### [Problem requirements]
Write out the items below as a numbered list, leaving out any blank lines.

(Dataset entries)
********************

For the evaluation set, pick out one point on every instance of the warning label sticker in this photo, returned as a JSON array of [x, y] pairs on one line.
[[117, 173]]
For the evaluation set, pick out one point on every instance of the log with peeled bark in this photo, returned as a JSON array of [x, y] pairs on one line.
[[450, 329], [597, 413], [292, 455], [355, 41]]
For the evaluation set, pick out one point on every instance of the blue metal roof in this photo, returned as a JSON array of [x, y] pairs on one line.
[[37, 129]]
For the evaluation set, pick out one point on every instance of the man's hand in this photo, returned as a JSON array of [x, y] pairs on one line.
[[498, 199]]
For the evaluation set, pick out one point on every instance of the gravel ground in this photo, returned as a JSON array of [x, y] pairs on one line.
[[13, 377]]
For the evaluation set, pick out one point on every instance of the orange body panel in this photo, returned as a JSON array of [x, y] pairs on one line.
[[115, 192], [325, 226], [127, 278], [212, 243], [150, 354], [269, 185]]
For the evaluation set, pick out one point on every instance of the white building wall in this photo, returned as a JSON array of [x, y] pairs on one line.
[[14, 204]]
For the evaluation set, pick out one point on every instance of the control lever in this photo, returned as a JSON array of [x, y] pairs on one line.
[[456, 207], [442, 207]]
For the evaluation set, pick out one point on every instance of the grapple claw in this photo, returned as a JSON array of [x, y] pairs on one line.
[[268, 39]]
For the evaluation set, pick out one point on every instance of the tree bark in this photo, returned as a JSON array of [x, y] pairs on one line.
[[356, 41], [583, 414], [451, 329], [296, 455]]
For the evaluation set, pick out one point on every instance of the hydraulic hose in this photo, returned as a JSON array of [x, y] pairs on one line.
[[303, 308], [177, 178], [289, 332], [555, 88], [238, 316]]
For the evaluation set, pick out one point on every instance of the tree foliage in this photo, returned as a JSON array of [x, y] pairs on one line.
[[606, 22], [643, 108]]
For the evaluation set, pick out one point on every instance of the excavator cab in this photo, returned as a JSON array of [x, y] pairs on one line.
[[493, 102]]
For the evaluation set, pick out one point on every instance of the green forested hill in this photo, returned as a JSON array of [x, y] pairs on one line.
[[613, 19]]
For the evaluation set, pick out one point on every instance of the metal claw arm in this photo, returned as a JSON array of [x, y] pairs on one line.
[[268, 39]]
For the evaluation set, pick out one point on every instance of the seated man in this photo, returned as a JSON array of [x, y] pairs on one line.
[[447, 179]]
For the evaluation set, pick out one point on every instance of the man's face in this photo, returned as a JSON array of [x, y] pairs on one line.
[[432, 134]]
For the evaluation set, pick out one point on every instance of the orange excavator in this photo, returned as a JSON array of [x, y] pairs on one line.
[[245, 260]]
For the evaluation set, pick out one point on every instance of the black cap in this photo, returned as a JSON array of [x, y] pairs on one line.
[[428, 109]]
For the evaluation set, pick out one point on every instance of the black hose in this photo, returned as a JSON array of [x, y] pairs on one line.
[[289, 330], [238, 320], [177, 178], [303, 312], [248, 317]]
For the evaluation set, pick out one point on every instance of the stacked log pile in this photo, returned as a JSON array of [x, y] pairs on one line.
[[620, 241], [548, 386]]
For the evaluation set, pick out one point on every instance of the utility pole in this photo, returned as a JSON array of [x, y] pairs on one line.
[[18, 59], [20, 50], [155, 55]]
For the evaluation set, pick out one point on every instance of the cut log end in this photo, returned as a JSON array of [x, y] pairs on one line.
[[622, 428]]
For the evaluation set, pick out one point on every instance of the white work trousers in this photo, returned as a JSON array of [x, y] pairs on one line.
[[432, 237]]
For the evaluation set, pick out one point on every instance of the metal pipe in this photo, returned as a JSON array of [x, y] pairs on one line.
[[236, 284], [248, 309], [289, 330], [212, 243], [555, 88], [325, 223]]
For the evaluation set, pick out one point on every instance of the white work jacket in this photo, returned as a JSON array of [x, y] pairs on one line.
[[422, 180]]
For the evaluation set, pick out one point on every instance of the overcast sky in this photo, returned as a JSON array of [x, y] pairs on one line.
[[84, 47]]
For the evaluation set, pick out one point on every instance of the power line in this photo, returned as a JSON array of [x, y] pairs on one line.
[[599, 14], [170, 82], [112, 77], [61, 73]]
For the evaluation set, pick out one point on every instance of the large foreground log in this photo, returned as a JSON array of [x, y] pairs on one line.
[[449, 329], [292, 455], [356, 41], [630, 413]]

********************

### [Answer in full]
1. For the evaluation set, pick out one point on every instance of the warning label sticker in this photo, returned as a JSON array of [x, y] pairs on one line.
2. [[117, 173]]
3. For the evaluation set, pick out one point on every instance of the log with peeled bark in this photo, returned as a JSON array of [x, y] pairs on one line.
4. [[450, 329], [597, 413], [292, 455], [355, 41]]
5. For the evaluation set, pick out one point on every instance of the blue metal roof in this photo, returned as a JSON array of [x, y] pairs on one line.
6. [[37, 129]]
7. For the evaluation set, pick out one point on every instance of the man's hand in this photo, returned as a JSON array of [x, y] pairs on one line.
8. [[498, 199]]
9. For the evaluation set, pick out one point on every instance of the gravel ground in this photo, returned as a JSON array of [x, y] pairs on one line.
10. [[13, 377]]
11. For the evaluation set, pick out one point on every instance of the orange body panel in this photo, returned as a JSON array of [x, y] pairs on one line.
12. [[115, 192], [325, 226], [127, 278], [212, 243], [150, 354], [269, 185]]
13. For the evaluation set, pick out one point on every instance of the white building wall in this photo, returned as a JSON array of [x, y] pairs on one line.
14. [[14, 204]]
15. For the evaluation set, pick out one point on every instance of the control lever in this photo, returned as a JSON array of [x, y] pairs on one line.
16. [[456, 207], [442, 207]]
17. For the evaluation set, pick out one point on every instance of the grapple claw in this photo, returned as a JSON array of [x, y] pairs on one line.
18. [[268, 39]]
19. For the evaluation set, pick out one point on every instance of the tree bark in this photo, returned as a JSON array of [x, y] pairs on one line.
20. [[356, 41], [583, 414], [451, 329], [296, 455]]
21. For the evaluation set, pick out one point on every instance of the hydraulic hose in this photo, returned as a JSON array of [x, y] pairs on one line.
22. [[303, 308], [177, 178], [289, 332], [555, 88], [238, 316]]
23. For the evaluation set, pick out one point on every instance of the tree foliage in this photo, returned as a JSON array of [x, y] pairs on one line.
24. [[606, 22], [643, 108]]
25. For the evaluation set, pick out one point on every instance of the excavator cab in this photo, returned as a JSON array of [x, y] pairs on one line.
26. [[493, 102]]
27. For the evaluation set, pick out one point on every instance of the green forested hill in this photo, returned as a JSON array of [x, y] pairs on one line.
28. [[613, 19]]
29. For the evaluation set, pick out one point on every instance of the metal claw arm in this photo, returned as a JSON array of [x, y] pairs on one line.
30. [[268, 39]]
31. For the evaluation set, pick out one point on every instance of the seated man in this photo, returned as a JSON array of [x, y] pairs on one line.
32. [[447, 179]]
33. For the evaluation set, pick out one point on every instance of the man's face in this photo, returned as a JSON array of [x, y] pairs on one line.
34. [[432, 134]]
35. For the evaluation set, pick out one point on every instance of the orange excavator in this photo, returned as a JSON array of [x, y] pairs on one line.
36. [[245, 260]]
37. For the evaluation set, pick out one point on every instance of the black cap in this photo, returned as a JSON array of [x, y] pairs on one line.
38. [[428, 109]]
39. For the evaluation set, pick out one point on every instance of the black hose in this photo, returned as a JSON array of [x, y] pairs on one line.
40. [[289, 330], [238, 320], [177, 178], [303, 312], [248, 317]]
41. For the evaluation set, pick out one point on every instance of the stacked log pile in this photo, returned as a JSON array of [x, y] pairs on one line.
42. [[620, 241], [548, 386]]
43. For the evaluation set, pick out one point on every instance of the utility pole in this photo, returned as a JSON array of [x, y] pairs on one line.
44. [[18, 59], [20, 50], [155, 55]]
45. For the evaluation set, pick out one point on every instance of the cut log end in this photo, returned as a JSON array of [x, y] pairs on one line.
46. [[622, 428]]
47. For the evaluation set, pick out one point on every instance of the white work trousers in this photo, returned as a JSON array of [x, y] pairs on one line.
48. [[432, 237]]
49. For the evaluation set, pick out one point on every instance of the metal pipe in this photo, returned as a JSON array of [x, y] pairs on one line.
50. [[236, 284], [248, 309], [289, 330], [212, 243], [555, 88], [325, 223]]
51. For the evaluation set, pick out one point on every instance of the white work jacket in this photo, returned as a JSON array of [x, y] pairs on one line.
52. [[422, 180]]
53. For the evaluation set, pick out one point on every instance of the overcast sky in this photo, returned as a JSON array of [x, y] pairs on one line.
54. [[84, 47]]
55. For the evaluation set, pick out one point on every instance of the power line in this photo, returned as a JSON array of [x, y] pairs on one line.
56. [[599, 14], [170, 82], [112, 77], [61, 73]]
57. For the evaluation set, pick out one point on every instance of the large foreground log in this photo, returned as a JSON array of [x, y] pairs on one line.
58. [[449, 329], [292, 455], [356, 41], [630, 413]]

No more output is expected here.